WHAT TO PRODUCE ▸
Summarize the passage below on the Pueblo Viejo gold mine in two sentences.

*** Opening of SOURCE PASSAGE ***

THE $4 billion that two Canadian companies, Barrick Gold and Goldcorp, have poured into developing Pueblo Viejo, a gold mine, since 2009 amounts to the largest single foreign investment in the history of the Dominican Republic. The companies say that the money has turned the polluted ruins of what was the state-owned Rosario mine, abandoned in 1999, into a “truly world-class” operation that should provide the country’s government with $10 billion over its 25-year life.
But the project has been controversial. Just weeks after the mining started in January, President Danilo Medina, who was elected last year, declared: “For every $100 of gold exports, Barrick will receive $97 and the Dominican people $3. That is simply unacceptable.” (In fact, Pueblo Viejo Dominicana Corporation, or PVDC, the company operating the mine, is 60% owned by Barrick and 40% by Goldcorp.) Mr Medina demanded that the contract be renegotiated; otherwise, he said, he would raise taxes on the mine’s profits.

*** Close of SOURCE PASSAGE ***
*** Opening of SUPPLIED RECORDS ***

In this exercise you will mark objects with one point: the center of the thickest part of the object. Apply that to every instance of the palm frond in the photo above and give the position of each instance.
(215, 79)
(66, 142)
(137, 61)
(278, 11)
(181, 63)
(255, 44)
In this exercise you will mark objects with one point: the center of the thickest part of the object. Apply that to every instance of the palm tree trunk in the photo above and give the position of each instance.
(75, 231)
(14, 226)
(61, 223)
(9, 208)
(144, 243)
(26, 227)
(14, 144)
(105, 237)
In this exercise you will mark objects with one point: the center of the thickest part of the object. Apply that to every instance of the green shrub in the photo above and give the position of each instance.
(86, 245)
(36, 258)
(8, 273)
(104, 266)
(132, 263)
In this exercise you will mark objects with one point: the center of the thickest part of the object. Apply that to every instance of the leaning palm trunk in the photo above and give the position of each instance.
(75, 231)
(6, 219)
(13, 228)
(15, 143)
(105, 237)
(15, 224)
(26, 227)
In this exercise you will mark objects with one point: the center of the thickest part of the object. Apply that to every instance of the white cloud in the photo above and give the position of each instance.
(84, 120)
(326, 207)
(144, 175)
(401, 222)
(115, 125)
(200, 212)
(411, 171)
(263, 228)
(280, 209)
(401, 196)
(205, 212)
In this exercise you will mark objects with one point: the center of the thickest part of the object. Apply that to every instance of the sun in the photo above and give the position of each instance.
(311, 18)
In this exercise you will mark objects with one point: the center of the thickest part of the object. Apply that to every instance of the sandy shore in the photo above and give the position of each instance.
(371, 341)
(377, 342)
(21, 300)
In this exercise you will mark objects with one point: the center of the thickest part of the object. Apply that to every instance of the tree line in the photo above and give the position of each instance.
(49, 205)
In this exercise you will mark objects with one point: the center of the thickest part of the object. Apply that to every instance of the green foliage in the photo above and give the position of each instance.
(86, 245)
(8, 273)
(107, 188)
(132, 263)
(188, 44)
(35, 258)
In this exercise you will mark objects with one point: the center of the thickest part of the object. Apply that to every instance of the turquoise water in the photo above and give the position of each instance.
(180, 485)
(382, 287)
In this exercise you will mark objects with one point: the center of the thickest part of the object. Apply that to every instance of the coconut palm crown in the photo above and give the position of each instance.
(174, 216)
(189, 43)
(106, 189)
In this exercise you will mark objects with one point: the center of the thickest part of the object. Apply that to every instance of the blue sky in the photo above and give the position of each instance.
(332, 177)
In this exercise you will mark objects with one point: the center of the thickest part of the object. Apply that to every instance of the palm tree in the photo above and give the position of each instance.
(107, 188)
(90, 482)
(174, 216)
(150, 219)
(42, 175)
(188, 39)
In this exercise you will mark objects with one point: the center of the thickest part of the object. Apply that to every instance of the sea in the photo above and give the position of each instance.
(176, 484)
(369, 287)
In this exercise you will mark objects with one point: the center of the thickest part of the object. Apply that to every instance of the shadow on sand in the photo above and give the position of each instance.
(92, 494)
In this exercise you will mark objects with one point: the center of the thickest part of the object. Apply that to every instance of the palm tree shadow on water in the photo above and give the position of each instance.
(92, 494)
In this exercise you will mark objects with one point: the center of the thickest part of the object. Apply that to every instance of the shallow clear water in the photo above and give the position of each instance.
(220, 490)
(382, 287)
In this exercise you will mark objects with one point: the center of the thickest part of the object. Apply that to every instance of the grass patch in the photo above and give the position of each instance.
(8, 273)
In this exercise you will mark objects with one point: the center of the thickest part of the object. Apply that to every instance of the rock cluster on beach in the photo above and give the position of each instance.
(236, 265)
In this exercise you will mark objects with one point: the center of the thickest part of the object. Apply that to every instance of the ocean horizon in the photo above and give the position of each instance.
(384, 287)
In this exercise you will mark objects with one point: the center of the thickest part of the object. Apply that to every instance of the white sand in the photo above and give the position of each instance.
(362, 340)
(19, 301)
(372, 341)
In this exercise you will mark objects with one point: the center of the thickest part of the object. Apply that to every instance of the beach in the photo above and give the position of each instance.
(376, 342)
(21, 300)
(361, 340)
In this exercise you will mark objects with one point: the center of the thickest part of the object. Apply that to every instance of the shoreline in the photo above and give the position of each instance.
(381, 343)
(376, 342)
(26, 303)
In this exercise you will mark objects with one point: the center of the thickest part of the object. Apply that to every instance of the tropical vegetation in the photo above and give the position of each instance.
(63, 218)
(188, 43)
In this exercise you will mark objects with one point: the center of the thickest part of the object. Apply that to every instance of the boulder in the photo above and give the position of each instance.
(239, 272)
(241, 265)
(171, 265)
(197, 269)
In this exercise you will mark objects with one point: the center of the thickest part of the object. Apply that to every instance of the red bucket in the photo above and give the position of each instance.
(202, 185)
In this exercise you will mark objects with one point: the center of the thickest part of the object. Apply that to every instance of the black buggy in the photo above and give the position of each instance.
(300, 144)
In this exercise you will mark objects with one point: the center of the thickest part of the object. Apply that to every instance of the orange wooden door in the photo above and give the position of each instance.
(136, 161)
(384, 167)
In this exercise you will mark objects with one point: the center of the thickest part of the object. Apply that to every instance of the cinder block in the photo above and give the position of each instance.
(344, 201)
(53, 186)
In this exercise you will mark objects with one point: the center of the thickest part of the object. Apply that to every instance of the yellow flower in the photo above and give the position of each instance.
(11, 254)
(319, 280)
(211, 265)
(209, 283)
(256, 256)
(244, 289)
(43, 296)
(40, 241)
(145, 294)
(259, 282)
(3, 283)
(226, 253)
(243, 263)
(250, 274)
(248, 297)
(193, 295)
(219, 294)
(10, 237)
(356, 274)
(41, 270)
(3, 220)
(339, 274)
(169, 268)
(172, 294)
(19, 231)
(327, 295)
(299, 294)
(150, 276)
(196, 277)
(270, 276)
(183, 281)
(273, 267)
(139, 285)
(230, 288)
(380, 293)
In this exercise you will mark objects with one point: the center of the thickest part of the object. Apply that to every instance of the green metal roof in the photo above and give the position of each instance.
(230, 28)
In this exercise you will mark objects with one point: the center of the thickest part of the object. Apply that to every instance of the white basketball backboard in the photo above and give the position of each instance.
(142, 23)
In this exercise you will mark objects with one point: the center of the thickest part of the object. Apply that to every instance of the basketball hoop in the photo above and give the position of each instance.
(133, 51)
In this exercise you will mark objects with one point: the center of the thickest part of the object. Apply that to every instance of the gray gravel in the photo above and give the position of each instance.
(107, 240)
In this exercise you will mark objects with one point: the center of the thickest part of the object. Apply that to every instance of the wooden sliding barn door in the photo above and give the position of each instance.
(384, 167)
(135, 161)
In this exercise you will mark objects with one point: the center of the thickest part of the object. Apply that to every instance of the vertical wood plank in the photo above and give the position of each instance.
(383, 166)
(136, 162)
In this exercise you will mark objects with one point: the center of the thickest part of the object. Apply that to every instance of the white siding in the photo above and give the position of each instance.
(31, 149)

*** Close of SUPPLIED RECORDS ***

WRITTEN RESPONSE ▸
Barrick Gold and Goldcorp have put $4 billion into the Pueblo Viejo gold mine since 2009, the largest single foreign investment in the Dominican Republic's history, and they say it should provide the government with $10 billion over its 25-year life. Weeks after mining began in January, President Danilo Medina called the division of gold-export revenue unacceptable and demanded that the contract be renegotiated, saying that otherwise he would raise taxes on the mine's profits.